## Data for the task
┌────────

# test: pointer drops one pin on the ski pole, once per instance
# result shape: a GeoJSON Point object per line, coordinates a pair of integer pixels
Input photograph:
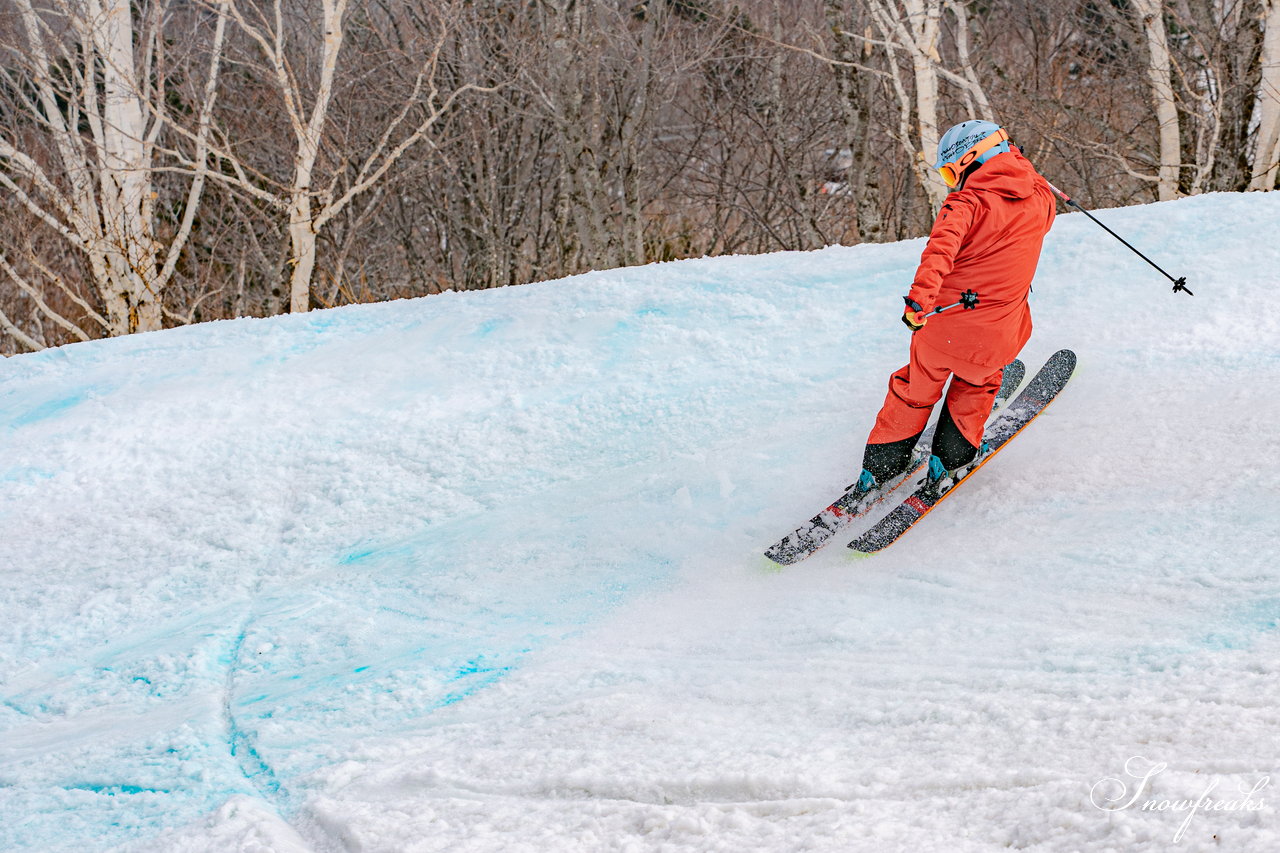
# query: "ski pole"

└────────
┌────────

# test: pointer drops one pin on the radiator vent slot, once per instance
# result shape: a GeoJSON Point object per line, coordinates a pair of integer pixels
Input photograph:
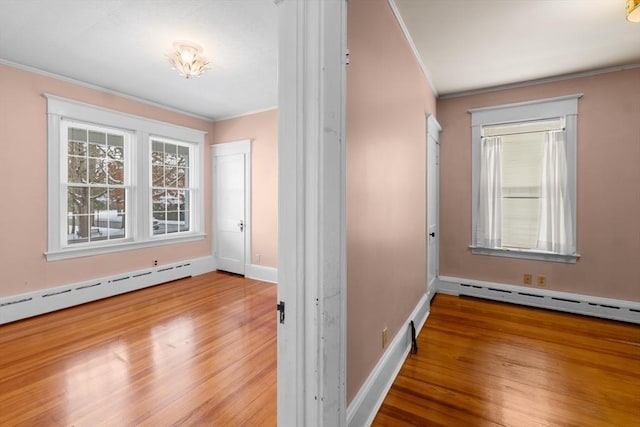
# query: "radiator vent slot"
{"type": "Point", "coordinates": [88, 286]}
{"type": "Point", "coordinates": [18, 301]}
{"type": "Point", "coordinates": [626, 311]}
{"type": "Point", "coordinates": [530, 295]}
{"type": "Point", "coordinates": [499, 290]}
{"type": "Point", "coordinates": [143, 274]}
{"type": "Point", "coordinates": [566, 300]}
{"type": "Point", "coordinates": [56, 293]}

└────────
┌────────

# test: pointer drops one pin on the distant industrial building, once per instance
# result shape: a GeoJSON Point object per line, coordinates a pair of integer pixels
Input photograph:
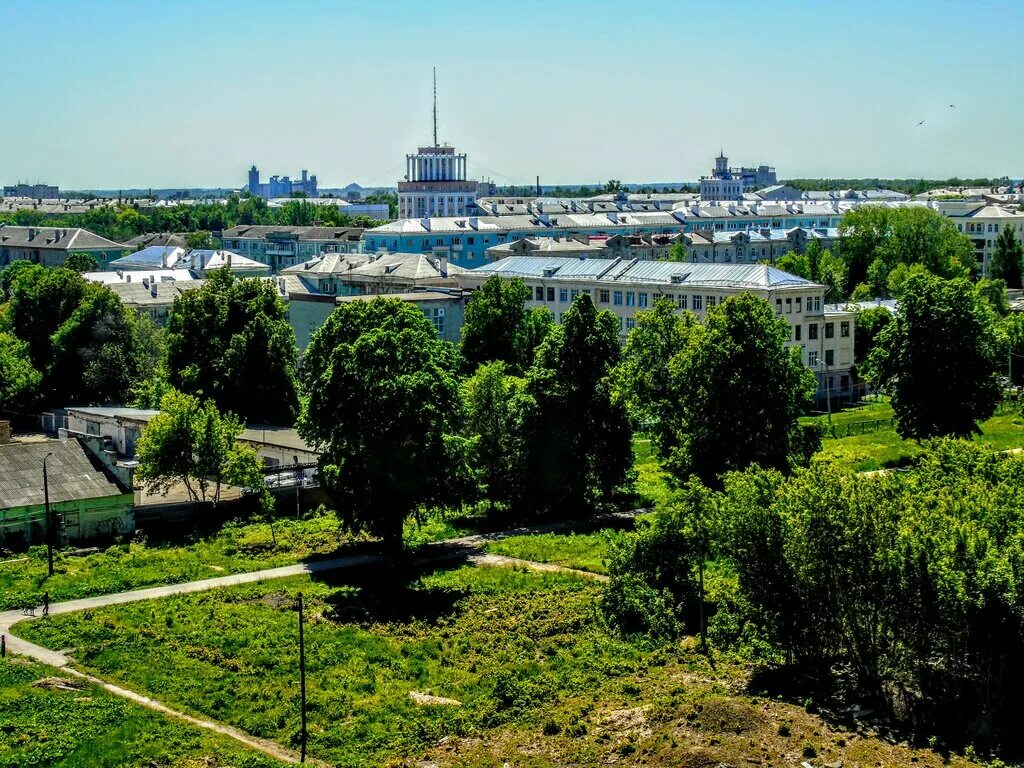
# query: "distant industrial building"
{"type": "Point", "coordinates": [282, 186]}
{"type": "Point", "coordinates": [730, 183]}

└────────

## What the task asks
How many lines in the rows above contain the string "building"? Reply with only the number.

## Expected output
2